_Requests:_
1 - Answer these from the virtualenv concurrency thread:
(a) What drawbacks are given for appending the DAG run's ID to the directory?
(b) Whose PID would the proposed lock file hold?
(c) What current workaround is suggested for documentation when multiple worker processes run on the same node?
2 - Carry the virtualenv concurrency thread forward from its final sentence.

_Supplied passage:_

A low-level solution: We could hash/freeze the requirements into the lock file and compare them when checking/acquiring the lock for changes? A more Airflow-focused solution: append/prepend the DAG run's ID (or any combination of identifiers) to the directory so it would create a new virtual env for every new combination. The obvious con being a possibly bloated local file system and the fact that new requirements wouldn't be picked up until a new DAG run.

Just spitballing here, since I'd like to hash these things out here before doing it in code :)

LennartKloppenburg avatar Oct 23 '23 15:10 LennartKloppenburg

Hey @LennartKloppenburg and @jlaneve , I see you advanced in the conversation and possibilities - I really like the way this is heading.

Following the caching suggestion by @LennartKloppenburg , what if we run pip freeze and check if the dependencies/versions given by the user in py_system_site_packages are already installed and only create the virtualenv if not? This may reduce a bit the concurrency issues, although it does not solve the problem if two processes start at the same time.

I also like having a "lock file" with the process's PID running pip install. Other processes could check for this file to see if the process with the given PID is running. If the file is empty or the PID it referred to does not relate to a "running" process, it would be safe for the new process to set its pid and try to run pip install. There will be edge cases, of course, but this could be a first step towards this idea.

@LennartKloppenburg @jlaneve What do you think could be a minimum concurrency solution handling for us to get this PR merged? We can always make follow-up PRs to improve the implementation.

Perhaps we could have one strategy to try to minimize concurrency issues & to document that if multiple worker processes are running in the same node, there may be concurrency issues. And that the current workaround for this is to either not use virtualenv_dir or to run them in separate nodes.

tatiana avatar Oct 24 '23 10:10 tatiana

Hey @LennartKloppenburg and @jlaneve , I see you advanced in the conversation and possibilities - I really like the way this is heading.

Following the caching suggestion by @LennartKloppenburg , what if we run pip freeze and check if the dependencies/versions given by the user in py_system_site_packages are already installed and only create the virtualenv if not? This may reduce a bit the concurrency issues, although it does not solve the problem if two processes start at the same time.

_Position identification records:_
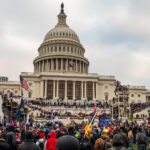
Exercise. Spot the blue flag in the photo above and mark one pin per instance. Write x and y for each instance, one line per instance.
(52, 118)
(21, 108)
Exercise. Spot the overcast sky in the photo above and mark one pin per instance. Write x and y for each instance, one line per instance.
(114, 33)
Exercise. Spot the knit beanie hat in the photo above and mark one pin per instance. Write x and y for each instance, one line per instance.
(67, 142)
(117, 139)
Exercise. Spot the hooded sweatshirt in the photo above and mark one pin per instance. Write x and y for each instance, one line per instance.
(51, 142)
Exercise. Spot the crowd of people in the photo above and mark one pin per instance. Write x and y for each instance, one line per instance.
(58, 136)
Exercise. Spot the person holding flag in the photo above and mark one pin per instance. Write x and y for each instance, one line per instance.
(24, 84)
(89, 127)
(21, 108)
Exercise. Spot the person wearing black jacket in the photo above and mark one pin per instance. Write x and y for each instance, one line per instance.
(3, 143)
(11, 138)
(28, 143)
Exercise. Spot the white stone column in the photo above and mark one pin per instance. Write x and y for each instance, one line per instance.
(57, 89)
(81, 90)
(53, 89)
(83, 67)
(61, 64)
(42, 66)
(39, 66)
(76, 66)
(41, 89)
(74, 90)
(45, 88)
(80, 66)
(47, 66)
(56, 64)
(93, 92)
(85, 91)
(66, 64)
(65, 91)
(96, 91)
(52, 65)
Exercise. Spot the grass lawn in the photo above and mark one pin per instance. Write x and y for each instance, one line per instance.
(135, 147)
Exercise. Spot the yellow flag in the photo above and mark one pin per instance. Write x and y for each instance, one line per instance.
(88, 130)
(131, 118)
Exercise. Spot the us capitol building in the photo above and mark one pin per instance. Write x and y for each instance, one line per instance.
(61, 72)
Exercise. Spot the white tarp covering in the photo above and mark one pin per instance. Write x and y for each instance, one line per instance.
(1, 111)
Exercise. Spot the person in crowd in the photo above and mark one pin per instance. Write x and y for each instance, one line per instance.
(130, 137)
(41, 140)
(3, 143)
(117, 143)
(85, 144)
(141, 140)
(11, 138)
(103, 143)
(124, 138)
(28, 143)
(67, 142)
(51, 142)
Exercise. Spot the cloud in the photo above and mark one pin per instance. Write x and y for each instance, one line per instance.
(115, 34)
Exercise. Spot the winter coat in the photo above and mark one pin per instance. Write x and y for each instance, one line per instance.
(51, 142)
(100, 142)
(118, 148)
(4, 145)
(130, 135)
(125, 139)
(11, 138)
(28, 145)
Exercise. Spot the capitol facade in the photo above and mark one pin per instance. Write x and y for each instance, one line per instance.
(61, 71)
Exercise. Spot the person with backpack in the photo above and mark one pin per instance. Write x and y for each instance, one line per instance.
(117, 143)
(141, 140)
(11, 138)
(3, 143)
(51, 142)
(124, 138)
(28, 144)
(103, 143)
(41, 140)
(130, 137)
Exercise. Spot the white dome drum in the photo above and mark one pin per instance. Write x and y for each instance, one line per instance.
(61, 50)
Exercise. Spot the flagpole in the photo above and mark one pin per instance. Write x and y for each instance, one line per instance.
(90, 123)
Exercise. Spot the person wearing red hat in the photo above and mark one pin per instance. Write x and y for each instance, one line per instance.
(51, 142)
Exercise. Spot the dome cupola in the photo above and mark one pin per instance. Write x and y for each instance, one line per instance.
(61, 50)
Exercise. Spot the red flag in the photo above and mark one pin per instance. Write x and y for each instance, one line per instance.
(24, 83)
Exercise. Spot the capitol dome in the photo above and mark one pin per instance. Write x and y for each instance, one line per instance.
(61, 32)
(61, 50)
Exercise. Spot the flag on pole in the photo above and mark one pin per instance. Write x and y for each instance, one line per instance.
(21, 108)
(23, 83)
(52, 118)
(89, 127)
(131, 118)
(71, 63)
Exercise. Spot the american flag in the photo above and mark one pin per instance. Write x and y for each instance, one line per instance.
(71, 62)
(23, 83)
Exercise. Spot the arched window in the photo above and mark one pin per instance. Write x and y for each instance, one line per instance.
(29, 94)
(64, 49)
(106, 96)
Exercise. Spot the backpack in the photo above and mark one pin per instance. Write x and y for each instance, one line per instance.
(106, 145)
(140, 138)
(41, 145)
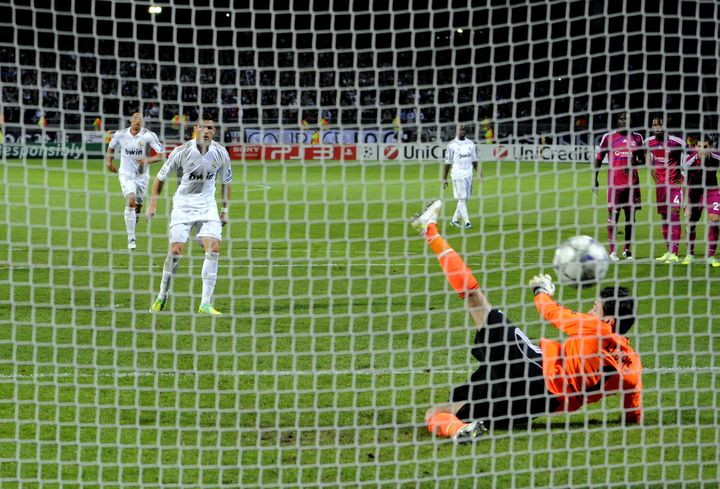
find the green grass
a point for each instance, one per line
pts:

_Answers for this exercise:_
1 -
(a) A possibly bloated local file system, and new requirements not being picked up until a new DAG run.
(b) The PID of the process running pip install.
(c) Either not using virtualenv_dir or running them in separate nodes.

2 -
So you're suggesting to run pip freeze when an existing virtualenv is encountered to check if the requirements overlap? That sounds good! To keep things simple we could always just run pip install 'come what may' since pip is usually quite good at determining changes itself (especially with dependencies of dependencies, as pip freeze will yield everything, not just the top-level dependencies in py_system_site_packages) , but there'd be a bit of overhead of course. Perhaps the question is one of speed over completeness here?

I also like having a "lock file" with the process's PID running pip install. Other processes could check for this file to see if the process with the given PID is running. If the file is empty or the PID it referred to does not relate to a "running" process, it would be safe for the new process to set its pid and try to run pip install. There will be edge cases, of course, but this could be a first step towards this idea.

That's great, the PID will help with possibly abandoned processes. Do task executions always get their own PID? And the plan then is to let every task run pip install rather than only do it once? This ties into the previous bit about the pip freeze suggestion! Just confirming :)

@LennartKloppenburg @jlaneve What do you think could be a minimum concurrency solution handling for us to get this PR merged? We can always make follow-up PRs to improve the implementation.

Perhaps we could have one strategy to try to minimize concurrency issues & to document that if multiple worker processes are running in the same node, there may be concurrency issues. And that the current workaround for this is to either not use virtualenv_dir or to run them in separate nodes.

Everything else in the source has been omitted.